Determine how many lines below contain the word "negative", then state only that figure.

******************************

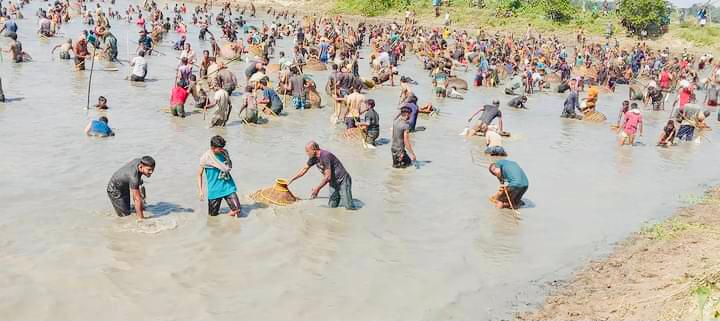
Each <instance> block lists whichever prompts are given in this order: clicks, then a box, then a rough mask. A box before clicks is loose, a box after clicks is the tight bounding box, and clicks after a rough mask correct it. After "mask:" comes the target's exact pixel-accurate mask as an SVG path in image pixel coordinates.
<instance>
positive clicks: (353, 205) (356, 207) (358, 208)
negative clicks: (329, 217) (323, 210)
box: [308, 196, 365, 211]
mask: <svg viewBox="0 0 720 321" xmlns="http://www.w3.org/2000/svg"><path fill="white" fill-rule="evenodd" d="M329 199H330V197H328V196H318V197H316V198H314V199H308V200H310V201H312V200H329ZM321 207H323V208H331V207H330V206H328V204H324V205H322V206H321ZM363 207H365V202H363V201H361V200H359V199H357V198H353V208H352V209H350V210H348V211H357V210H360V209H362V208H363ZM337 209H342V210H347V209H345V208H344V207H342V205H340V206H338V207H337Z"/></svg>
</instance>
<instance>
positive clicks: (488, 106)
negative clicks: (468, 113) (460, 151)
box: [468, 99, 503, 135]
mask: <svg viewBox="0 0 720 321" xmlns="http://www.w3.org/2000/svg"><path fill="white" fill-rule="evenodd" d="M480 112H482V114H480V123H479V124H478V125H477V126H475V128H473V130H471V131H470V132H469V134H470V135H475V134H476V133H478V132H481V128H482V126H483V125H485V126H490V125H491V124H492V122H493V121H494V120H495V118H497V119H498V128H499V130H500V132H502V131H503V121H502V112H501V111H500V101H499V100H497V99H495V100H493V102H492V105H485V106H483V107H482V108H480V109H479V110H478V111H476V112H475V113H474V114H472V116H470V118H469V119H468V123H470V122H472V119H473V118H475V116H476V115H477V114H479V113H480Z"/></svg>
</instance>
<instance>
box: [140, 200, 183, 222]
mask: <svg viewBox="0 0 720 321" xmlns="http://www.w3.org/2000/svg"><path fill="white" fill-rule="evenodd" d="M145 210H146V211H148V212H150V213H152V216H151V218H158V217H162V216H166V215H169V214H170V213H194V212H195V210H193V209H192V208H185V207H181V206H180V205H178V204H174V203H170V202H158V203H155V204H148V205H147V206H146V207H145Z"/></svg>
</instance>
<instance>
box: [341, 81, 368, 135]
mask: <svg viewBox="0 0 720 321" xmlns="http://www.w3.org/2000/svg"><path fill="white" fill-rule="evenodd" d="M364 102H365V96H364V95H363V94H361V93H359V92H357V90H356V89H355V88H350V94H349V95H347V96H346V97H345V104H346V105H347V108H346V109H345V115H344V117H343V118H344V119H345V134H346V135H350V130H352V129H353V128H355V127H357V124H356V123H357V122H358V121H360V106H361V105H362V104H363V103H364Z"/></svg>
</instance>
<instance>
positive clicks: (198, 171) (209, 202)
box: [198, 135, 240, 216]
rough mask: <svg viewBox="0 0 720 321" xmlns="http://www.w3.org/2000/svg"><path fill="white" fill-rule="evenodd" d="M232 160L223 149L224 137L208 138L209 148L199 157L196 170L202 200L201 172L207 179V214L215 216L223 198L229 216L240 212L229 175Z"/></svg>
mask: <svg viewBox="0 0 720 321" xmlns="http://www.w3.org/2000/svg"><path fill="white" fill-rule="evenodd" d="M230 170H232V161H231V160H230V154H229V153H228V152H227V150H226V149H225V139H224V138H222V136H220V135H215V136H213V138H211V139H210V150H208V151H207V152H205V154H203V155H202V157H201V158H200V169H199V170H198V197H199V198H200V200H201V201H202V200H203V198H204V195H203V179H202V177H203V174H205V179H206V180H207V191H208V193H207V197H208V215H210V216H217V215H218V214H219V213H220V204H221V203H222V200H223V199H224V200H225V202H226V203H227V204H228V206H229V207H230V216H238V214H240V200H239V199H238V196H237V187H236V186H235V181H234V180H233V179H232V176H231V175H230Z"/></svg>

******************************

Solution for this problem:
2